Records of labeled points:
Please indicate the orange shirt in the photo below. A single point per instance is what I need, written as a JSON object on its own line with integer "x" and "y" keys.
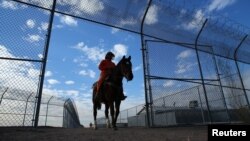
{"x": 105, "y": 65}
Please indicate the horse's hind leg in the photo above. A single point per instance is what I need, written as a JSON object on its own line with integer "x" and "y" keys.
{"x": 95, "y": 114}
{"x": 107, "y": 116}
{"x": 112, "y": 112}
{"x": 117, "y": 110}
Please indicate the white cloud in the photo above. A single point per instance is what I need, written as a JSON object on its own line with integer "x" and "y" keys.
{"x": 46, "y": 4}
{"x": 68, "y": 20}
{"x": 72, "y": 92}
{"x": 48, "y": 73}
{"x": 87, "y": 6}
{"x": 70, "y": 82}
{"x": 9, "y": 4}
{"x": 89, "y": 73}
{"x": 119, "y": 50}
{"x": 184, "y": 63}
{"x": 40, "y": 56}
{"x": 196, "y": 22}
{"x": 184, "y": 54}
{"x": 17, "y": 74}
{"x": 137, "y": 67}
{"x": 53, "y": 81}
{"x": 152, "y": 15}
{"x": 219, "y": 4}
{"x": 33, "y": 38}
{"x": 168, "y": 83}
{"x": 30, "y": 23}
{"x": 124, "y": 22}
{"x": 92, "y": 53}
{"x": 44, "y": 26}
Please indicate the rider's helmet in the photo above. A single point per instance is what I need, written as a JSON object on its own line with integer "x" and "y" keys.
{"x": 109, "y": 55}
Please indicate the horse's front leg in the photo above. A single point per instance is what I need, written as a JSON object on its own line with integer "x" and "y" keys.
{"x": 112, "y": 112}
{"x": 107, "y": 116}
{"x": 117, "y": 110}
{"x": 95, "y": 114}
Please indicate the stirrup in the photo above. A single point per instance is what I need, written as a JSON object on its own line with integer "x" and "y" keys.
{"x": 123, "y": 97}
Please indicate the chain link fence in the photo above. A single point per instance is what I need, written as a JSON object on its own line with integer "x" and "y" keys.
{"x": 17, "y": 109}
{"x": 195, "y": 62}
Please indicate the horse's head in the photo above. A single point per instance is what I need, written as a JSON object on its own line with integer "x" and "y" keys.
{"x": 125, "y": 66}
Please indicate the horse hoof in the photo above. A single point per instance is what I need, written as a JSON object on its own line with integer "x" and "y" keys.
{"x": 115, "y": 128}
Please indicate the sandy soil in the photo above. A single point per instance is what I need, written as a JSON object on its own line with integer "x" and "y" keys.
{"x": 194, "y": 133}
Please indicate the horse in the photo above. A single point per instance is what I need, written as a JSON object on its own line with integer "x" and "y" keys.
{"x": 110, "y": 92}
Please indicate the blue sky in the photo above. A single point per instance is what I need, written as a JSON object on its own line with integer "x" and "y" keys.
{"x": 77, "y": 46}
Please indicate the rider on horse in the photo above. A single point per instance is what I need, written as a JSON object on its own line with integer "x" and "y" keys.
{"x": 106, "y": 67}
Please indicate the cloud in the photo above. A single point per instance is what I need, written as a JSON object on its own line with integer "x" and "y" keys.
{"x": 89, "y": 73}
{"x": 40, "y": 56}
{"x": 30, "y": 23}
{"x": 124, "y": 22}
{"x": 46, "y": 4}
{"x": 33, "y": 38}
{"x": 9, "y": 5}
{"x": 44, "y": 26}
{"x": 70, "y": 21}
{"x": 48, "y": 74}
{"x": 184, "y": 54}
{"x": 92, "y": 53}
{"x": 168, "y": 83}
{"x": 219, "y": 4}
{"x": 14, "y": 74}
{"x": 152, "y": 15}
{"x": 119, "y": 50}
{"x": 195, "y": 23}
{"x": 53, "y": 81}
{"x": 184, "y": 63}
{"x": 137, "y": 67}
{"x": 70, "y": 82}
{"x": 87, "y": 6}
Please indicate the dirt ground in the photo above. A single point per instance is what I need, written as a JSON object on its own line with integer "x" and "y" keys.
{"x": 192, "y": 133}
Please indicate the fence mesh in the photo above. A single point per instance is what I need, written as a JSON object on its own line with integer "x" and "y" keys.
{"x": 197, "y": 62}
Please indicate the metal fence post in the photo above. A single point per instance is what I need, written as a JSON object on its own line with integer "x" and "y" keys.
{"x": 201, "y": 73}
{"x": 238, "y": 70}
{"x": 47, "y": 110}
{"x": 26, "y": 108}
{"x": 44, "y": 64}
{"x": 3, "y": 95}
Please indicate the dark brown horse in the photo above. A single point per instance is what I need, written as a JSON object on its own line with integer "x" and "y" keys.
{"x": 111, "y": 90}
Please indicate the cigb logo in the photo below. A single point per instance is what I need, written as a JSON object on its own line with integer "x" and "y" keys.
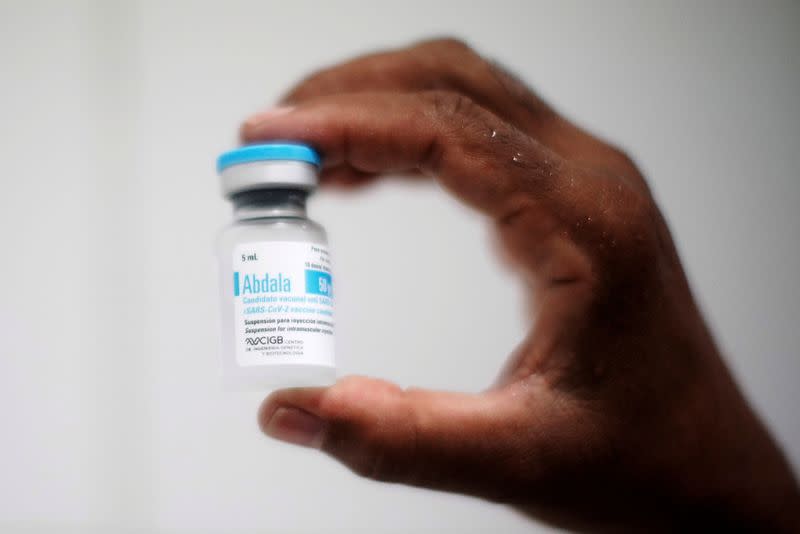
{"x": 264, "y": 340}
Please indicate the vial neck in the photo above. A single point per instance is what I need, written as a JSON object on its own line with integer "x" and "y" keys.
{"x": 269, "y": 203}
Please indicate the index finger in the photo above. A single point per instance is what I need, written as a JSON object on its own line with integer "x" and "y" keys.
{"x": 480, "y": 158}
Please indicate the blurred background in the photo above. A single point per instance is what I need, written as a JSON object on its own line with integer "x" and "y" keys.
{"x": 111, "y": 116}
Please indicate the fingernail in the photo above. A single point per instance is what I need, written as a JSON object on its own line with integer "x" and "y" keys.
{"x": 295, "y": 426}
{"x": 265, "y": 115}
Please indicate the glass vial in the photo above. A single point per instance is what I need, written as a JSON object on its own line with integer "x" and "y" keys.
{"x": 275, "y": 271}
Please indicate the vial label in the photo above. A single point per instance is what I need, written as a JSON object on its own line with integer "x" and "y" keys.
{"x": 283, "y": 299}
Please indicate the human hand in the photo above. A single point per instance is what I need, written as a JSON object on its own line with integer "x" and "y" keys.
{"x": 616, "y": 411}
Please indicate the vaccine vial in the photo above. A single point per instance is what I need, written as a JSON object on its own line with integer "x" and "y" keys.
{"x": 276, "y": 283}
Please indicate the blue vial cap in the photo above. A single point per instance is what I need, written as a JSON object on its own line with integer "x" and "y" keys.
{"x": 269, "y": 152}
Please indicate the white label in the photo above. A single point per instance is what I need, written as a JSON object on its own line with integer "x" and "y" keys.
{"x": 283, "y": 299}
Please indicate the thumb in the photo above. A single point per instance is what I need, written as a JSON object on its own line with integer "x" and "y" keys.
{"x": 449, "y": 441}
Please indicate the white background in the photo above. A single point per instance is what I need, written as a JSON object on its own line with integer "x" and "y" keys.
{"x": 111, "y": 116}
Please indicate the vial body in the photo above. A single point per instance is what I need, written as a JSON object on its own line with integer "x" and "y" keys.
{"x": 277, "y": 304}
{"x": 276, "y": 285}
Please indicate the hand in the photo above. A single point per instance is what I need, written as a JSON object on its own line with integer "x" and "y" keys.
{"x": 616, "y": 411}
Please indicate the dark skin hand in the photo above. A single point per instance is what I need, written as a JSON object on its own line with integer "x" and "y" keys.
{"x": 616, "y": 412}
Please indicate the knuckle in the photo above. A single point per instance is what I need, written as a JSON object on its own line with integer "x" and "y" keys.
{"x": 450, "y": 106}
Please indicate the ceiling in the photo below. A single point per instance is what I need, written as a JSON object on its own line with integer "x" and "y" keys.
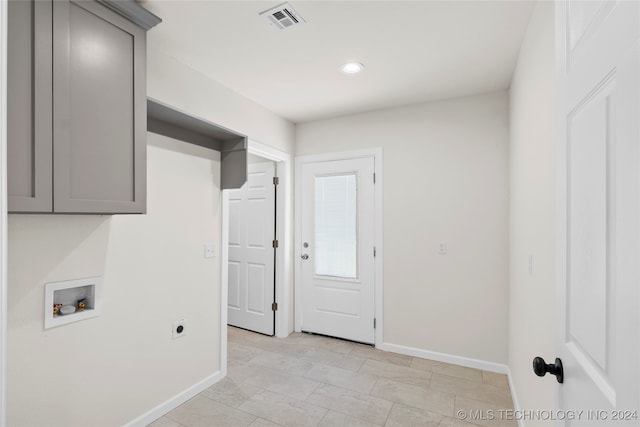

● **Directive**
Rewrite as a numbered list the lines starting with the line that contains "Please indicate the knuckle" and going on through the end of the records, with blank lines omitted. Leave the pictures out of the answer.

● **Solved exercise**
1. Please indicate the knuckle in the photo above. A single point per instance is what I need, written as a JSON object on its own line with integer "x" and "y" keys.
2. {"x": 450, "y": 106}
3. Please indicate the ceiling in the photo below. A single point per instance is what I need, written as a JSON object on its own line with integer "x" and "y" keys.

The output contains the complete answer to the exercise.